Direction
Write out the passage of the BMX forum thread below from "You're right Boris" up to and including "when you compete.", matching it word for word.

Text provided
# I'm new to BMX



## Boris (Sep 21, 2019)

Greetings fellow BMXers-
I just got this BMX bike and I'm looking forward to my first outing. I would like some advice on what type of uniform I should be wearing for protection against injury. Any advice would be greatly appreciated.


----------



## A.S.BOLTNUT (Sep 21, 2019)

Boris said:


> Greetings fellow BMXers-
> I just got this BMX bike and I'm looking forward to my first outing. I would like some advice on what type of uniform I should be wearing for protection against injury. Any advice would be greatly appreciated.
> View attachment 1066997



Catholic  girls school uniform


----------



## Greg M (Sep 21, 2019)




----------



## vincev (Sep 21, 2019)

I think this is still appropriate. I found your sixth grade picture when you tried out for the BMX team......


----------



## juanitasmith13 (Sep 21, 2019)

Boris, rather than worry over what to wear, I think that the best thing to consider for your safety would surely be a set of training wheels!

By the way; NICE SCORE!


----------



## Balloonoob (Sep 21, 2019)

It's a swinger bike. You ride it naked at home with your friends and neighbors.


----------



## Boris (Sep 21, 2019)

Ha ha, very funny everyone. Thanks for all your "help". I guess you can't tell when I'm being serious and when I'm not!


----------



## vincev (Sep 21, 2019)

Boris said:


> Ha ha, very funny everyone. Thanks for all your "help". I guess you can't tell when I'm being serious and when I'm not!



You're right Boris and I apologize for making fun of a thread that was posted so you could get info on BMX needs.I do know riders used to wear breast plates when doing motocross to prevent chest injuries.Here is a picture of a breast plate you should obtain when you compete.


----------



## Boris (Sep 21, 2019)

I don't believe I've ever seen any type of horn used when people are BMXing. Why not? I think it would be a good idea to let other BMXers know that you're behind them and would like to pass. Also, do they make any 10 speed BMX's with skinny tires?


----------



## OldSkipTooth (Sep 21, 2019)

Boris said:


> I don't believe I've ever seen any type of horn used when people are BMXing. Why not? I think it would be a good idea to let other BMXers know that you're behind them and would like to pass. Also, do they make any 10 speed BMX's with skinny tires?



Yes, they make a ten speed BMX bike with skinny tires, it’s called a cyclo cross bike, a very muddy winter bike sport, loads of fun!


----------



## Boris (Sep 21, 2019)

OldSkipTooth said:


> Yes, they make a ten speed BMX bike with skinny tires, it’s called a cyclo cross bike, a very muddy winter bike sport, loads of fun!




Sure they do. Say, I wasn't born yesterday y'know!

Raw records
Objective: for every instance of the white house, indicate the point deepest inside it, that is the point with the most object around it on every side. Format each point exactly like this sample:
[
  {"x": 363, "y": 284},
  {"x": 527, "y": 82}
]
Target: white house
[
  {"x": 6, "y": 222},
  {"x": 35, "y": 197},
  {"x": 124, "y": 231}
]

Correct response
You're right Boris and I apologize for making fun of a thread that was posted so you could get info on BMX needs.I do know riders used to wear breast plates when doing motocross to prevent chest injuries.Here is a picture of a breast plate you should obtain when you compete.